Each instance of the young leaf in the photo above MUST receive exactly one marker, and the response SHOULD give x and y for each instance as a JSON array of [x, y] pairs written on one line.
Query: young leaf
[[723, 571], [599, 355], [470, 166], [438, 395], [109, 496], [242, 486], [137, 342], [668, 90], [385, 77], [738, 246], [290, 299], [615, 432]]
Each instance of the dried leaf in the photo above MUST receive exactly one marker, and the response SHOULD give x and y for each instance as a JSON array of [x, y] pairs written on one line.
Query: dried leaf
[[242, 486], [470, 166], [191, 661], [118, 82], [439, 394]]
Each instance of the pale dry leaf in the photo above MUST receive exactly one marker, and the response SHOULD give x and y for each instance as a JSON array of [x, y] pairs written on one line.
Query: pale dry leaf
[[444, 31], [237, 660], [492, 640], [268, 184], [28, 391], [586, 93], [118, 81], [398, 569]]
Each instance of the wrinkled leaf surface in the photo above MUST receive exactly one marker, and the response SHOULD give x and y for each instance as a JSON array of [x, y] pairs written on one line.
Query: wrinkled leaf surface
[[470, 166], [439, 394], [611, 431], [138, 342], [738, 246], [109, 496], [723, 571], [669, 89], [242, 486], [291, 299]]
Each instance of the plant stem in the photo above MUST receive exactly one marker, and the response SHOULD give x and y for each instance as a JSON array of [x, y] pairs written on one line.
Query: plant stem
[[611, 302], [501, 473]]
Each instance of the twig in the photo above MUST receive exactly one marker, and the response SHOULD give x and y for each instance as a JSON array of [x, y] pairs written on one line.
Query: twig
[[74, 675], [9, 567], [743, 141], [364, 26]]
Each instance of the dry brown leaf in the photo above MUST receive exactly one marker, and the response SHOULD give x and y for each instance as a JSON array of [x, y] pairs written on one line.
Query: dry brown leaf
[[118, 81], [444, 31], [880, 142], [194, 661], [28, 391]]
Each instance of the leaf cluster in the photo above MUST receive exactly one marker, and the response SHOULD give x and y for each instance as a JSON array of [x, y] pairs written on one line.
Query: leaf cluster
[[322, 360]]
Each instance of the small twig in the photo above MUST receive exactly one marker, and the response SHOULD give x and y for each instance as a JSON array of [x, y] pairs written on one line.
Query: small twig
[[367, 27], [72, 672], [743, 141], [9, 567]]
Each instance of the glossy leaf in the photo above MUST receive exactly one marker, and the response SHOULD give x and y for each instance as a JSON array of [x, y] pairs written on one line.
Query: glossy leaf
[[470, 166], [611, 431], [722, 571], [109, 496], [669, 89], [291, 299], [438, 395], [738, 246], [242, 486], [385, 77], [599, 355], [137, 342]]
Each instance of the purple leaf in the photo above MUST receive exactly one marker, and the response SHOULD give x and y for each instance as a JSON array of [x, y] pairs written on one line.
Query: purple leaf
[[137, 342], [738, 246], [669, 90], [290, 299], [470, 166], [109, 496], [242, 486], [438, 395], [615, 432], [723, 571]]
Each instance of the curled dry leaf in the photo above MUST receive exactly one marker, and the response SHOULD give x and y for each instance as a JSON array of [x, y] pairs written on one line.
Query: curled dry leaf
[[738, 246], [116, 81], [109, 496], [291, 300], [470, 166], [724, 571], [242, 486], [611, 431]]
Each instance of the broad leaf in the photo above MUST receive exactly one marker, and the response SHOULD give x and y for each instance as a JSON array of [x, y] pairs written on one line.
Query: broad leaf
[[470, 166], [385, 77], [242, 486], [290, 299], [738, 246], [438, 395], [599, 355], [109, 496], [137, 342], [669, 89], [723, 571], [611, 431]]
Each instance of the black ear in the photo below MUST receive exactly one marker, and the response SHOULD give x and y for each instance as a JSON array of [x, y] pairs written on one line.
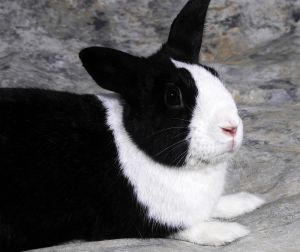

## THE PROBLEM
Reproduce all of the entries above word for word, but leave out their pictures.

## TASK OUTPUT
Each instance of the young leaf in the photo above MUST receive exactly one marker, and the response SHOULD give x and y for each instance as a JSON array of [x, y] pairs written on one line.
Query: young leaf
[[723, 571], [599, 355], [470, 166], [438, 395], [109, 496], [242, 486], [137, 342], [668, 90], [385, 77], [738, 246], [290, 299], [615, 432]]
Each instance of the dried leaf in the photo above MUST receive exactly one marker, and the response SHOULD give x and y for each instance as a JSON array of [x, y] pairs written on one line.
Query: dried leaf
[[242, 486], [470, 166], [191, 661], [118, 82], [439, 394]]
Each instance of the pale dry leaf in the photo above MUST receive exactly one marker, and the response SHOULD give x and y for each instance as a JSON array of [x, y] pairs written on one line.
Query: pale dry leaf
[[444, 31], [237, 660], [492, 640], [268, 184], [28, 391], [586, 93], [118, 81], [398, 569]]
Each instance of the wrinkled leaf surface in the photo above MUST receive exactly one marker, and the response SHOULD give x and y for each instance as a JSON array of [x, y] pairs written on one line.
Query: wrinkled leaf surface
[[470, 166], [439, 394], [611, 431], [138, 342], [738, 246], [109, 496], [723, 571], [669, 89], [242, 486], [291, 299]]
Each instance of the plant stem in the photo above MUST receive exactly one marker, and the response SHOULD give x and y for each instance as a JSON array of [x, y] pairs written on one line.
Query: plant stem
[[611, 302], [501, 473]]
Each instance of the twig in the photo above MUST receive exactly one marker, and the response SHOULD give x and y for each instance as a JSON array of [x, y] pairs written on one line.
Query: twig
[[74, 675], [9, 567], [743, 141], [364, 26]]
Each instance of the dry brown leaf in the photo above MUST receive exactly one marker, and the response SHOULD give x and y for each instance as a JSON array of [x, y] pairs written on one line.
Query: dry brown leaf
[[118, 81], [444, 31], [880, 142], [194, 661], [28, 391]]
Each instance of the leaf cluster in the photo above MUST receive exactly one marker, and the response SHOULD give x and y for each instance as a JSON array of [x, y] pairs written on one line.
Query: leaf cluster
[[322, 360]]
Each instance of the small twig in the photo above MUST receive exactly one marker, and the response SHOULD give x and y for each instance as a JSON array of [x, y] pairs written on one line.
Query: small twig
[[367, 27], [72, 672], [743, 141], [9, 567]]
Each instance of the glossy leaf in the photo above MUST receive exactly one marker, and the response SHOULD give x and y for each instance as a JSON array of [x, y] pairs written on one line.
Query: glossy leaf
[[470, 166], [611, 431], [722, 571], [109, 496], [669, 89], [291, 299], [438, 395], [738, 246], [242, 486], [385, 77], [599, 355], [137, 342]]
Each instance of the purple leaf in the photo above MUST receive exactly one marker, and the response SHOULD give x and y for each instance as a JSON array of [x, y] pairs written on one line.
Query: purple leaf
[[137, 342], [738, 246], [669, 90], [290, 299], [470, 166], [109, 496], [242, 486], [438, 395], [615, 432], [723, 571]]
Each instance of the curled dry leaf in the photo above MUST receive exactly one marker, and the response SHOULD give x and y for each instance as a JSON array of [x, y] pairs written on one line.
Query: curled dry leaf
[[738, 246], [116, 81], [109, 496], [291, 300], [470, 166], [724, 571], [242, 486], [611, 431]]
Each instance of the broad leaf in the photo above MUST receive exactly one marker, and the response SHOULD give x and y for each instance as a JSON array of [x, y] pairs written on one line.
Query: broad leaf
[[470, 166], [385, 77], [242, 486], [290, 299], [738, 246], [438, 395], [599, 355], [109, 496], [137, 342], [669, 89], [723, 571], [611, 431]]
Each instance of the black ear in the photo below MUST receive exactly one marker, and the response SHOULD give x and y for each instance as a JSON array of [x, y] pairs written on one line.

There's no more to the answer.